Record extracts.
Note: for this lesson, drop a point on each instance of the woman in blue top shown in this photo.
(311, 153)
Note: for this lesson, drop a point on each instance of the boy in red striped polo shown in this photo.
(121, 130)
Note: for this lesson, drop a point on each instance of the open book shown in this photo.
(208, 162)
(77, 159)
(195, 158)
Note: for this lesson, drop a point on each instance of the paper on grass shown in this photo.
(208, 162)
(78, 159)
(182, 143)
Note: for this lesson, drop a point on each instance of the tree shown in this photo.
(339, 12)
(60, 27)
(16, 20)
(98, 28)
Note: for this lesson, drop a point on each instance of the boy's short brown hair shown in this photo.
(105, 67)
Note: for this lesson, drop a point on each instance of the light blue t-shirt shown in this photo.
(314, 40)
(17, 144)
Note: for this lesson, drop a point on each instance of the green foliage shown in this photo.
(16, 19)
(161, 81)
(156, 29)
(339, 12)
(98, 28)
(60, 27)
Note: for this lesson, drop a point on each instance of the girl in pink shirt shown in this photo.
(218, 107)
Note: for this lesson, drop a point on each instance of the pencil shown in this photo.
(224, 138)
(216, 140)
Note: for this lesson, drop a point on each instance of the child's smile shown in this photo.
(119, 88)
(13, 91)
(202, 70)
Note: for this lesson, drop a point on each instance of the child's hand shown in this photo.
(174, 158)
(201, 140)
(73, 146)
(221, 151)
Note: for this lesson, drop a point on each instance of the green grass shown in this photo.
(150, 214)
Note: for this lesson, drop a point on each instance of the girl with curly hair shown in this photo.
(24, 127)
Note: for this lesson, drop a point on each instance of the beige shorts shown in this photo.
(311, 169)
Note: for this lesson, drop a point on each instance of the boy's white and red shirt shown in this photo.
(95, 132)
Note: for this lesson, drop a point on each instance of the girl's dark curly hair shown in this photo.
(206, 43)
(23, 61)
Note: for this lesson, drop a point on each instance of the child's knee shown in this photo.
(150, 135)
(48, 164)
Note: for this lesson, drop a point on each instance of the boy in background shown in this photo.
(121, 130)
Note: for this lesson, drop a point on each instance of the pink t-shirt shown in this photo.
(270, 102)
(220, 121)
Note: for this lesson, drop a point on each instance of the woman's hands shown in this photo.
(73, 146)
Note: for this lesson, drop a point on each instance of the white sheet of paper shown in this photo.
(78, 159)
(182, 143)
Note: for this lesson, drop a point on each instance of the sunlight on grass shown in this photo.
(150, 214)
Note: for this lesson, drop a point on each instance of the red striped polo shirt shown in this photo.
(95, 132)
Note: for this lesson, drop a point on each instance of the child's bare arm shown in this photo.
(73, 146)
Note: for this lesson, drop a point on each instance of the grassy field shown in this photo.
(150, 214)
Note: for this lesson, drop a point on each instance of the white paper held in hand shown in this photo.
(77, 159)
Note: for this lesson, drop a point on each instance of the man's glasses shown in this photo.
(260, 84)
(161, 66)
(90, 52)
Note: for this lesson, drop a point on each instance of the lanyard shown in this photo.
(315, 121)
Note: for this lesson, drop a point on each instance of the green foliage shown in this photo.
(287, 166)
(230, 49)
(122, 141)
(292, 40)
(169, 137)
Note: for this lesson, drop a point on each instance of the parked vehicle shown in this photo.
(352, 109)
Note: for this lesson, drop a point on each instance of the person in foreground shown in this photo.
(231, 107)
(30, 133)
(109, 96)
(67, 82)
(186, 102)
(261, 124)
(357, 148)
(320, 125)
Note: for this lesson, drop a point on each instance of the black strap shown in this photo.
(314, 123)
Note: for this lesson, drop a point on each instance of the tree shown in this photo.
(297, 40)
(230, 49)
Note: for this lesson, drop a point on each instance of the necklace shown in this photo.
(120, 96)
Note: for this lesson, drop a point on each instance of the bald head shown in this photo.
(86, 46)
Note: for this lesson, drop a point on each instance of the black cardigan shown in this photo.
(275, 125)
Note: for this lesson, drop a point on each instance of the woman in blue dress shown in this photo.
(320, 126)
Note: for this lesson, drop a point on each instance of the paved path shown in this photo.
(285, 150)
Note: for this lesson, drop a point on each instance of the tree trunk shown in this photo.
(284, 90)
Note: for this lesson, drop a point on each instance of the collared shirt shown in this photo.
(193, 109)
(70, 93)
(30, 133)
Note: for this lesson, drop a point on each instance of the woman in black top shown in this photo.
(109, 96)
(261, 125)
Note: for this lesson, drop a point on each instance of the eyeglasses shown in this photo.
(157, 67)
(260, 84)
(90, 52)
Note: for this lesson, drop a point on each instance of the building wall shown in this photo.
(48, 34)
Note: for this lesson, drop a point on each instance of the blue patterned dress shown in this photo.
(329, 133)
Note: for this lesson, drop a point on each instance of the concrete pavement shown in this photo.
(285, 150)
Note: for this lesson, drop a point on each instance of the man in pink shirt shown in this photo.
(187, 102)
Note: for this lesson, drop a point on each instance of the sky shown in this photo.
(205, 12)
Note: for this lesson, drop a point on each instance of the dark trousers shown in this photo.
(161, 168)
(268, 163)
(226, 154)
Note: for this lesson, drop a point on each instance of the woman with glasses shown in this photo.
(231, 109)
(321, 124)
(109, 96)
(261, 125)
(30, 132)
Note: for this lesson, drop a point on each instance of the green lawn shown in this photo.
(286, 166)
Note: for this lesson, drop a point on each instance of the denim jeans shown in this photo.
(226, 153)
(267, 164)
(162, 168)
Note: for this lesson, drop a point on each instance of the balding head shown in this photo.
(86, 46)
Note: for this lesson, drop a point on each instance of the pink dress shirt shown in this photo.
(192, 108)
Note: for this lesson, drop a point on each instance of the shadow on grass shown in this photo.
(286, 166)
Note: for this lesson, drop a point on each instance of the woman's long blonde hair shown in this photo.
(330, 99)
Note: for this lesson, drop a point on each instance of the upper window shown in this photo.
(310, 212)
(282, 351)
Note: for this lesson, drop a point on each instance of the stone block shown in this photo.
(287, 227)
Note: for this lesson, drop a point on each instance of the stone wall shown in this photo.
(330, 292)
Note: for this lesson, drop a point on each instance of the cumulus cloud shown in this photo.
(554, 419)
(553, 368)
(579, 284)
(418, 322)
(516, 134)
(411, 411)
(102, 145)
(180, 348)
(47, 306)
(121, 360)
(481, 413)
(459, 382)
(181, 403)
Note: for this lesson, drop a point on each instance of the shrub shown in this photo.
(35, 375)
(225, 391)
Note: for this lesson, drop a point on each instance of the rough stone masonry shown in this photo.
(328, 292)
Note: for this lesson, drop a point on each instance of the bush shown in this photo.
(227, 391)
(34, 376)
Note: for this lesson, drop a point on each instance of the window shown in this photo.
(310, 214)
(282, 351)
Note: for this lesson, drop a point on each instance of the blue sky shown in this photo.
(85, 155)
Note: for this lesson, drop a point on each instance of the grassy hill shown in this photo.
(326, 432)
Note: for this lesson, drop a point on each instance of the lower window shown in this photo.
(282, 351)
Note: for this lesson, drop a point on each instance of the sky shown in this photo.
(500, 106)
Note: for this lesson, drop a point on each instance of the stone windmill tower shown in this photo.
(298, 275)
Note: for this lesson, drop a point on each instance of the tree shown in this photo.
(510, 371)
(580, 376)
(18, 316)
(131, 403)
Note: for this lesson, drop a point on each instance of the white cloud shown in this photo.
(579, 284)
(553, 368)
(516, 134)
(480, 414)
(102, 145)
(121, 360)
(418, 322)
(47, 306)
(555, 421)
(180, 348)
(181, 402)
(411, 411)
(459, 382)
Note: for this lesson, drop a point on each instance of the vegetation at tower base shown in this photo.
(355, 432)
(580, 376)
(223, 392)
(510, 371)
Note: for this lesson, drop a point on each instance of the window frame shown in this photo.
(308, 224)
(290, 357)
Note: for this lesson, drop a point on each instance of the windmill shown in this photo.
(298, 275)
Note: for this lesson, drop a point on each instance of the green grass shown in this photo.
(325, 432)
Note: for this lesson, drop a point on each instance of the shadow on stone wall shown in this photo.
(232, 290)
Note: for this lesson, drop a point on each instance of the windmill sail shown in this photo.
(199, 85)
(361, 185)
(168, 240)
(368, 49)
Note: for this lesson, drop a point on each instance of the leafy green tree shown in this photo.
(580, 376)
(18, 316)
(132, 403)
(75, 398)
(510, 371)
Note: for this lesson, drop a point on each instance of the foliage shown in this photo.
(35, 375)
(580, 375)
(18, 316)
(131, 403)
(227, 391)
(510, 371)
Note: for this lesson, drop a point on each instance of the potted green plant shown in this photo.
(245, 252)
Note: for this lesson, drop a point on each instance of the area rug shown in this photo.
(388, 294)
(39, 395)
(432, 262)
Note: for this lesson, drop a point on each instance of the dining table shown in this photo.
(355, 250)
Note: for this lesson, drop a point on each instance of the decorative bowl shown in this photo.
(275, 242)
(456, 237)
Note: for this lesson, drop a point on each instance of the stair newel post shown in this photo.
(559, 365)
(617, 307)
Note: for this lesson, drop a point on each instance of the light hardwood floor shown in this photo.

What you have to do. The lines to quote run from the one containing "green tree shown in this photo." through the final line of the material above; please give them exactly, both ends included, and nothing else.

Problem solution.
Note: for this lesson, drop a point on each instance of the leafy green tree shown in this photo.
(580, 376)
(18, 316)
(132, 403)
(75, 398)
(510, 371)
Note: for this lesson, drop a point on each instance of the foliage shown in this photo.
(35, 375)
(580, 375)
(18, 316)
(131, 403)
(227, 391)
(510, 371)
Note: for this lesson, drop a point on each instance of the potted green plant shown in this photo.
(245, 252)
Note: for this lesson, drop a point on each instance of the area rug shown in this photo.
(388, 294)
(39, 395)
(432, 262)
Note: for this lesson, drop a point on each instance of the dining table shown in this photo.
(355, 250)
Note: for this lesson, drop a point on each instance of the decorative bowl shown in this photo.
(275, 242)
(456, 237)
Note: for this lesson, drop a point on each instance of the stair newel post shown in this photo.
(559, 365)
(617, 307)
Note: for this lesson, drop a point on each instance of the light hardwood floor shown in this photo.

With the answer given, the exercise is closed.